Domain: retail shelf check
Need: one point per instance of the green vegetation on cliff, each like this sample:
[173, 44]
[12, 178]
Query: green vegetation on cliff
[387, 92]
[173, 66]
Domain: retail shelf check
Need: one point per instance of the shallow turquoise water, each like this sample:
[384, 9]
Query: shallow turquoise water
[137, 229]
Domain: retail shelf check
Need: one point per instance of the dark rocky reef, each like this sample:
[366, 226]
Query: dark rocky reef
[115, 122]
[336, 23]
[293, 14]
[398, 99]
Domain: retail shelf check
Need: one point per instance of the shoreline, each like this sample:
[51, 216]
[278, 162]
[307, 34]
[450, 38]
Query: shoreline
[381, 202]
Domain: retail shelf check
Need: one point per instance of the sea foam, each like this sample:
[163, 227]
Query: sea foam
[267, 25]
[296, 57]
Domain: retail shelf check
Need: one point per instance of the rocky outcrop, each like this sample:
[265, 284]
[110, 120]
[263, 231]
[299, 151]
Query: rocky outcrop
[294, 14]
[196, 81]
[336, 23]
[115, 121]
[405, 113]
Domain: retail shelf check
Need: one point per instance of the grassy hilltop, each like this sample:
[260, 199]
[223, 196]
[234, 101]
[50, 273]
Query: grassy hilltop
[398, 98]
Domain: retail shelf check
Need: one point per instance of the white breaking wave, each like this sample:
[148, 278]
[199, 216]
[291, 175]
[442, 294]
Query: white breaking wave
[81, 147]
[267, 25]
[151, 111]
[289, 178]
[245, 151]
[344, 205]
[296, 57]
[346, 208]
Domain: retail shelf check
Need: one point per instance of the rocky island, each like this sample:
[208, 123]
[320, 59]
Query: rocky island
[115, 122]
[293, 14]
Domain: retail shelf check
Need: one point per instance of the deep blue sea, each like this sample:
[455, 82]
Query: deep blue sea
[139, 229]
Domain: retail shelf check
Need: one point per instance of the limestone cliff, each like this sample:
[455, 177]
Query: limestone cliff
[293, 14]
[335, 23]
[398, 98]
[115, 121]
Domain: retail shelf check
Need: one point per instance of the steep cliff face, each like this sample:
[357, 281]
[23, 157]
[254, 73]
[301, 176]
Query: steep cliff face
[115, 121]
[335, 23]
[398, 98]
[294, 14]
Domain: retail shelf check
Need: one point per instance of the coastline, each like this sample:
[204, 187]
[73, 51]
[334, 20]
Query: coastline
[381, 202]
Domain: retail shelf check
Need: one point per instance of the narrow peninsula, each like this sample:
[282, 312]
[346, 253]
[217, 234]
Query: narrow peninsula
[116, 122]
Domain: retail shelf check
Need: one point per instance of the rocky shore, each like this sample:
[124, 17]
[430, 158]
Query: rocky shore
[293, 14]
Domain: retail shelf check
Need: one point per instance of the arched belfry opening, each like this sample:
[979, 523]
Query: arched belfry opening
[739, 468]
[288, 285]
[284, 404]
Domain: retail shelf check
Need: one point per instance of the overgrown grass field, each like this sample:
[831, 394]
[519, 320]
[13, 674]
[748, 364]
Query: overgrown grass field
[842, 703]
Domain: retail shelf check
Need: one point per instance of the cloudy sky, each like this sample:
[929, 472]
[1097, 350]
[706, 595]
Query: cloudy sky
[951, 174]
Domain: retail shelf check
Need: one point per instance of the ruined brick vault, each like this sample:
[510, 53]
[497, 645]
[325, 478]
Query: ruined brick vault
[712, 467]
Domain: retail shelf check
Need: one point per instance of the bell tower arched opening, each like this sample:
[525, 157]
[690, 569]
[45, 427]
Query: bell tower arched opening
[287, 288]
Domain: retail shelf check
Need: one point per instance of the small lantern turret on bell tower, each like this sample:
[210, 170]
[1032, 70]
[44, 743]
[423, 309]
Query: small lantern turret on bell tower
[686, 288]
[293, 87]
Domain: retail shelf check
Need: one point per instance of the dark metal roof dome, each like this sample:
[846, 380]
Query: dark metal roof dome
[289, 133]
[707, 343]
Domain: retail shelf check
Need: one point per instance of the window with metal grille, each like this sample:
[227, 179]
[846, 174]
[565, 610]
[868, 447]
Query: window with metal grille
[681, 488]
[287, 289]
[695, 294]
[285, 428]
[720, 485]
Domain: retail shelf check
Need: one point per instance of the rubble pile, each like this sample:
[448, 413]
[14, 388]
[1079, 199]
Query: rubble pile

● ● ●

● What the task asks
Find every line in the records that has the word "rubble". Copy those lines.

● Result
Need: one point per instance of the rubble pile, each like this sample:
Query: rubble pile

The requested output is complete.